SELECTED EXTRACT Block Start

The Federal Reserve is not expected to announce any major policy change at the conclusion of its meeting on Wednesday, but markets could jitter from Fed signals that one could be coming soon.

The Fed has signaled that it will likely start pulling back on its extraordinary monetary support before the end of the year. The Fed’s playbook calls for slowing its asset purchase program first, followed by interest rate hikes down the line.

But Fed Chairman Jerome Powell has already communicated to markets that the timing of a so-called taper “will not be intended to carry a direct signal” on the timing of eventual rate hikes.

“Convincing markets of this reality will be more difficult,” Deutsche Bank Research wrote in a note on Sept. 17.

Deutsche noted that Powell will face a “disentanglement dilemma” when the policy-setting Federal Open Market Committee (FOMC) releases its updated set of “dot plot” projections, which will map possible paths for interest rates through 2024. In June, the median member of the 18-member committee signaled the likelihood of two 25 basis point rate hikes by the end of 2023.

SELECTED EXTRACT Block End
DATA LISTING Block Start

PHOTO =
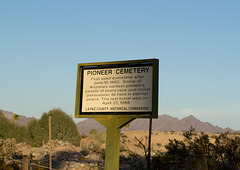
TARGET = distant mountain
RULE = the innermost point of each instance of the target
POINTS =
(23, 120)
(163, 123)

DATA LISTING Block End

• ACTIVITIES:
A. Repeat the part of the Federal Reserve passage that begins at the words "But Fed Chairman" and stops after "on Sept. 17.".
B. Please go on with the Federal Reserve passage, picking up after its last sentence.
The lines here stand apart from the Federal Reserve passage.

• ANSWERS FOR THE TASKS:
A.
But Fed Chairman Jerome Powell has already communicated to markets that the timing of a so-called taper “will not be intended to carry a direct signal” on the timing of eventual rate hikes.

“Convincing markets of this reality will be more difficult,” Deutsche Bank Research wrote in a note on Sept. 17.

B.
Wall Street is scattered on whether or not the economic recovery since June will pull tilt the FOMC toward a more aggressive path to raising rates.

Deutsche and Evercore ISI, for example, expect the Fed to upgrade that forecast to three rate hikes in 2023. BofA Securities and Goldman Sachs see the Fed leaving its 2023 projection alone at two rate hikes. All four expect the Fed’s median dot to show no rate hikes through the end of 2022.

Either way, Powell and the rest of the FOMC will likely attempt to decouple the dot plot from any updates on the Fed’s approach to tapering its $120 billion-a-month pace of asset purchases.

“It’s really important to stress that we have two different sets of metrics for taper and liftoff,” Fed Governor Christopher Waller told Yahoo Finance on Aug. 27.

The prevailing bet on Wall Street is for the Fed to use this week’s meeting to ease into a possible announcement at its next meeting in early November. August data showing fewer-than-expected job gains and cooler-than-expected increases in prices may incentivize Fed officials to wait a little bit longer before pulling back its support.

“I think November’s a reasonable starting point but the good news is that this is a Fed that believes that they have flexibility and optionality, so they’re not required to show their hand right now and they’ll see how this plays out,” said Invesco Global Market Strategist Brian Levitt.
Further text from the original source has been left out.